- 解決すべき課題
下に示す北信濃エリアの観光型MaaSにおけるARコンテンツ導入事例の文章を、全文一字一句変えずに繰り返してください。

- 抽出テキスト
_ _ _ _ _

お取り組みの背景と概要

JR東日本様による長野県・北信濃エリア観光型MaaS(※)「旅する北信濃~牛(スマホ)にひかれて善光寺御開帳~」にて、2022年春から夏にかけて、観光用ARコンテンツを実施しました。対象エリアの駅周辺や街中では、観光スポットや対象店舗の情報がスマートフォンにARとして表示されます。
※Mobility as a Service=移動の利便性を上げるサービス

長野駅の自由通路から、善光寺方面のバス停までの案内もARで表示。快適かつスムーズな旅行を、多くの方に楽しんでいただきました。

また、屋内外を問わず高速で正確に位置情報を特定できるソニーのVPS技術を活用することにより、長野駅周辺の位置や建物の情報を正確に認識、場所や建物の形状に合わせて、圧倒的な精度と表現力でのARコンテンツを出現させ、お楽しみいただきました。

導入企業様へのインタビュー

石原様樋口様画像

今回「XR CHANNEL」を導入されたJR東日本 イノベーション本部の石原様、当時、JR東日本 長野支社のご担当で、現在は、ジェイアール東日本企画の樋口様にお話しを伺いました。

【導入のきっかけ】

JR東日本では、お客さまが改札内を移動される際に目的地まで円滑に移動できるよう支援、補助することを目的に統一規格の案内サインを導入、整備、改良を日々進めております。

_ _ _ _ _

- データ抜粋
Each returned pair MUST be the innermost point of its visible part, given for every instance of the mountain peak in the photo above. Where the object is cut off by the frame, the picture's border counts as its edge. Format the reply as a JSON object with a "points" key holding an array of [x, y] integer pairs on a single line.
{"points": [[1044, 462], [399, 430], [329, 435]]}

_ _ _ _ _

- 出力結果
お取り組みの背景と概要

JR東日本様による長野県・北信濃エリア観光型MaaS(※)「旅する北信濃~牛(スマホ)にひかれて善光寺御開帳~」にて、2022年春から夏にかけて、観光用ARコンテンツを実施しました。対象エリアの駅周辺や街中では、観光スポットや対象店舗の情報がスマートフォンにARとして表示されます。
※Mobility as a Service=移動の利便性を上げるサービス

長野駅の自由通路から、善光寺方面のバス停までの案内もARで表示。快適かつスムーズな旅行を、多くの方に楽しんでいただきました。

また、屋内外を問わず高速で正確に位置情報を特定できるソニーのVPS技術を活用することにより、長野駅周辺の位置や建物の情報を正確に認識、場所や建物の形状に合わせて、圧倒的な精度と表現力でのARコンテンツを出現させ、お楽しみいただきました。

導入企業様へのインタビュー

石原様樋口様画像

今回「XR CHANNEL」を導入されたJR東日本 イノベーション本部の石原様、当時、JR東日本 長野支社のご担当で、現在は、ジェイアール東日本企画の樋口様にお話しを伺いました。

【導入のきっかけ】

JR東日本では、お客さまが改札内を移動される際に目的地まで円滑に移動できるよう支援、補助することを目的に統一規格の案内サインを導入、整備、改良を日々進めております。